Items from a dataset
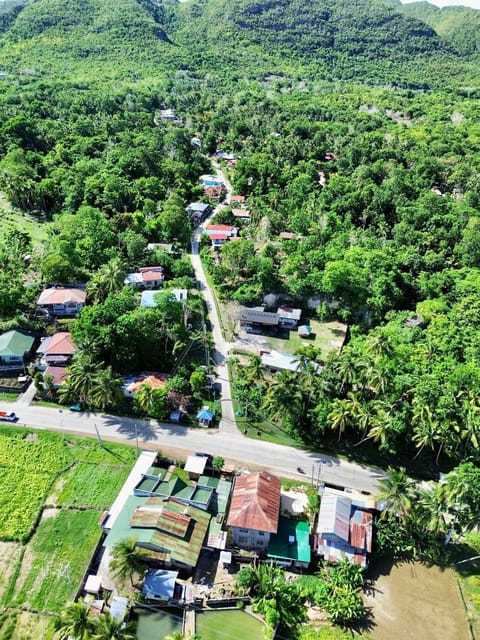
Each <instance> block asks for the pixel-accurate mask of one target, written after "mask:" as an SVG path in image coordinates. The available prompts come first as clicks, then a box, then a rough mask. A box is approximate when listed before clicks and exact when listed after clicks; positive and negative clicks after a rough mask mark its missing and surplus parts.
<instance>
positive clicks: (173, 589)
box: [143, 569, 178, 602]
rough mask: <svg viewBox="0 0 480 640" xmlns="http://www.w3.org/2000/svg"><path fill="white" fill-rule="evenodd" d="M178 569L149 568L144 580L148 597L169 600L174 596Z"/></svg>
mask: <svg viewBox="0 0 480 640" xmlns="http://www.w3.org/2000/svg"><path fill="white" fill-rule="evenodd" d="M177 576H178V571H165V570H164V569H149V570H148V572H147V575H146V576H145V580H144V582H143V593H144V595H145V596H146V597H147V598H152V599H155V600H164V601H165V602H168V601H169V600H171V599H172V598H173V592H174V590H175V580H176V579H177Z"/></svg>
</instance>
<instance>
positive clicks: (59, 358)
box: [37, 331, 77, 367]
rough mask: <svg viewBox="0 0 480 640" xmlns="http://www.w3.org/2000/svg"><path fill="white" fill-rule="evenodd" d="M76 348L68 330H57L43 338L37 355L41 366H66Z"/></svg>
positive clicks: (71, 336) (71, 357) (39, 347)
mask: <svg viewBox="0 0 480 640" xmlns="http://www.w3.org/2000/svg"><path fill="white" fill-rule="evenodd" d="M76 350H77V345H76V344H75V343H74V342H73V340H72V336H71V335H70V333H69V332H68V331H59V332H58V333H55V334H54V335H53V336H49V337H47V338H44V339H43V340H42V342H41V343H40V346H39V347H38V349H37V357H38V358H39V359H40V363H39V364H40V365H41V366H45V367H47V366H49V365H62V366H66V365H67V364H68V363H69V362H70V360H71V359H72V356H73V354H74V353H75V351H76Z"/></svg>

> [What this task involves]: Can you render the lines of the records as a Markdown table with the columns No. and Line, starting with the first line and going on through the line that contains "box: [143, 569, 178, 602]"? Skip blank lines and leave the pictures out.

> [Output of the task]:
| No. | Line |
|---|---|
| 1 | Each <instance> block asks for the pixel-accurate mask of one target, written after "mask:" as an SVG path in image coordinates. The available prompts come first as clicks, then a box, then a rough mask. A box is approximate when listed before clicks and exact when listed after clicks; positive and negative clicks after a rough mask mark its missing and surplus parts. |
| 2 | <instance> |
| 3 | positive clicks: (173, 589) |
| 4 | box: [143, 569, 178, 602] |